• SET TASK
Reproduce every line of the material below verbatim, changing nothing.

• INPUT MATERIAL
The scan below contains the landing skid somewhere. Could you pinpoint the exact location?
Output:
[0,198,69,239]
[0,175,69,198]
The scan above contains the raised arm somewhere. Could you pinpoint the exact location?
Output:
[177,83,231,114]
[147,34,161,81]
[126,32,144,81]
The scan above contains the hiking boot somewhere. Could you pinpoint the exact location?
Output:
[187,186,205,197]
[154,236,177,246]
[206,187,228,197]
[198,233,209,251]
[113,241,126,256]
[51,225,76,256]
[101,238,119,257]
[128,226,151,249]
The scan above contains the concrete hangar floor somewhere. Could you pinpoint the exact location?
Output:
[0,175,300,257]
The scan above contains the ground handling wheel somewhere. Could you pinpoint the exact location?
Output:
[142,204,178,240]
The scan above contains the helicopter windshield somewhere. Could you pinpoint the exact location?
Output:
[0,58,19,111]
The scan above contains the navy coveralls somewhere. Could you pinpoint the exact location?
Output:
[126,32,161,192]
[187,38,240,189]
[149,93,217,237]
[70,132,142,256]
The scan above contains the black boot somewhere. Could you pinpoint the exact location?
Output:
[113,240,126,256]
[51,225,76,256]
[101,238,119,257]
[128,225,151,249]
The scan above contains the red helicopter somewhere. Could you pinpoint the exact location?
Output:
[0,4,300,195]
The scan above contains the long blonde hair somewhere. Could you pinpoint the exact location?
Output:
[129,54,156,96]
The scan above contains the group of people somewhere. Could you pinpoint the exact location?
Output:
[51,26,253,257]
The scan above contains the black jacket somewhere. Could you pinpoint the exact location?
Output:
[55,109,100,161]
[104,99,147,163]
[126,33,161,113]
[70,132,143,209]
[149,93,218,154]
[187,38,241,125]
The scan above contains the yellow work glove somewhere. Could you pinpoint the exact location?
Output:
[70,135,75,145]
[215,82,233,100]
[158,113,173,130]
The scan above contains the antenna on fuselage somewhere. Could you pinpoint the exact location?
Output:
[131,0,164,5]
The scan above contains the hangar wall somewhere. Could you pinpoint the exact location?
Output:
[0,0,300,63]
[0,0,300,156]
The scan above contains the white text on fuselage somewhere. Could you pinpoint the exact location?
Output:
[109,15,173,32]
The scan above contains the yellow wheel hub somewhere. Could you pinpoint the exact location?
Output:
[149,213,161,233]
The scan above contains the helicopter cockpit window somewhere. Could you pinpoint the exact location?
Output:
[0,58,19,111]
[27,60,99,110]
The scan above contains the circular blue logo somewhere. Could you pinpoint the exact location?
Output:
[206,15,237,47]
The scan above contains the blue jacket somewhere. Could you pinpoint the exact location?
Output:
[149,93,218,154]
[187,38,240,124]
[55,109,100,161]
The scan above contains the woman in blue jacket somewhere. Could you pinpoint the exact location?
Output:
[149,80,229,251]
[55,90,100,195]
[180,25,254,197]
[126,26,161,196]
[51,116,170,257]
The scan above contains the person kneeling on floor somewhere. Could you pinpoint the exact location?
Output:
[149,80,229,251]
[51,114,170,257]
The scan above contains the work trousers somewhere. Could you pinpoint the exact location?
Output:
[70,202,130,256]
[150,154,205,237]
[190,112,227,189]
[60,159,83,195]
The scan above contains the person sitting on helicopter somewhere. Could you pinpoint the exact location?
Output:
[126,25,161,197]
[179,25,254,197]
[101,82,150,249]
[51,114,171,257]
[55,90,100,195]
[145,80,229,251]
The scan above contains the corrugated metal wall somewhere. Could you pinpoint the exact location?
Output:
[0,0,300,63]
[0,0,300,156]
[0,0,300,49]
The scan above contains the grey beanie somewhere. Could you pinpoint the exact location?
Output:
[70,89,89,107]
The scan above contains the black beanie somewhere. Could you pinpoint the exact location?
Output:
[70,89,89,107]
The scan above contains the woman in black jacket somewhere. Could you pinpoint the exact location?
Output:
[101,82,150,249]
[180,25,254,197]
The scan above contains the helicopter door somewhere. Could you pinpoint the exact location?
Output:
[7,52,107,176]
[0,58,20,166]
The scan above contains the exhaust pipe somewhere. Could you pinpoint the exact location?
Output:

• SOLUTION TO THIS TASK
The scan below contains the landing skid somewhere. Could you pinpoint the exact location?
Output:
[0,198,69,239]
[0,175,69,198]
The scan above contains the raised arm somewhere. Could you pinpoint the exact location?
Output:
[177,83,231,114]
[147,34,161,81]
[126,32,144,81]
The scan above contains the hiking boot somewhere. Could you pinpoint the exact location?
Output:
[187,186,205,197]
[154,236,177,246]
[206,187,228,197]
[198,233,209,251]
[113,241,126,256]
[51,225,76,256]
[101,238,119,257]
[128,226,151,249]
The scan above contains the concrete hangar floor somewhere. Could you pinpoint the exact location?
Output:
[0,175,300,257]
The scan above contains the ground handling wheel somewhere. Could you pinpoint the exact location?
Output:
[142,204,178,240]
The scan above contains the helicopter windshield somewhere. Could you pinpoint the exact location?
Output:
[0,58,19,111]
The scan above contains the navy coveralls somewhere. Could you pinpoint the exact location?
Output:
[126,32,161,192]
[187,38,240,189]
[149,93,217,237]
[70,132,142,256]
The scan above contains the black boot somewhere. Could you pinpoint the exact location?
Output:
[113,240,126,256]
[51,225,76,256]
[101,238,119,257]
[128,225,151,249]
The scan above contains the red helicopter somewhere. Could you pinpoint the exact location?
Output:
[0,4,300,195]
The scan above contains the long blonde hair somewhere. Could you pinpoint the exact location?
Output:
[129,54,156,96]
The scan above contains the group of people somewhere. Could you pinpoint the exact location?
Output:
[51,26,253,257]
The scan above contains the black jacket somewhere. Could you pinpoint the exact location?
Output:
[55,109,100,161]
[104,99,147,163]
[126,33,161,113]
[70,132,143,209]
[149,93,218,154]
[187,38,241,125]
The scan above contains the yellow work glove somewhere. Could you pinpoint the exact location?
Output:
[70,135,75,145]
[215,82,233,100]
[158,113,173,130]
The scan above contains the antenna on fuselage somewhere. Could you pinpoint the exact location?
Output:
[131,0,164,5]
The scan above contains the hangar wall somewhere. Could you pinpoint the exact location?
Output:
[0,0,300,63]
[0,0,300,156]
The scan above contains the white text on fuselage somewhere. Could you pinpoint the exact location?
Output:
[109,15,173,32]
The scan above contains the yellow wheel hub somewhere. Could you pinpoint the exact location?
Output:
[149,213,161,233]
The scan above contains the helicopter cockpit window somewhere. Could you pinpoint the exact location?
Output:
[0,58,19,111]
[27,60,99,110]
The scan above contains the circular blue logo somewhere. Could you pinpoint the exact location?
Output:
[206,15,237,47]
The scan above contains the blue jacket somewhere. Could you pinpoint the exact location?
Output:
[149,93,218,154]
[187,38,240,124]
[55,109,100,161]
The scan above contains the woman in blue jacket somewhere. Could you pinpoint the exact location?
Output:
[149,80,229,251]
[55,90,100,195]
[180,25,254,197]
[126,26,161,196]
[51,116,170,257]
The scan above contains the person kneeling on floor somewhere. Could you pinpoint the exact location?
Output:
[149,80,229,251]
[51,114,170,257]
The scan above contains the work trousers somewhere. Could you pinpoint the exact location?
Output:
[70,202,130,256]
[150,154,205,237]
[190,112,227,189]
[60,159,83,195]
The scan above contains the person sitting on helicopter somewhere. Could you pinpoint the exact location?
Output:
[126,25,161,197]
[179,25,254,197]
[101,82,150,249]
[51,114,171,257]
[55,90,100,195]
[145,80,229,251]
The scan above contains the corrugated metal wall somewhere. Could you pinpoint the exact location?
Output:
[0,0,300,63]
[0,0,300,156]
[0,0,300,49]
The scan above contains the grey beanie somewhere. Could you pinpoint the exact location?
Output:
[70,89,89,107]
The scan above contains the black beanie somewhere. Could you pinpoint the exact location?
Output:
[70,89,89,107]
The scan above contains the woman in black jacket somewhere. Could you pinpoint the exact location?
Output:
[101,82,150,249]
[180,25,254,197]
The scan above contains the helicopter door somewhere. Could you pinpoint the exact location?
Output:
[7,52,107,176]
[0,58,20,166]
The scan above contains the exhaust pipe somewhere. Could you pinpoint the exact location?
Output:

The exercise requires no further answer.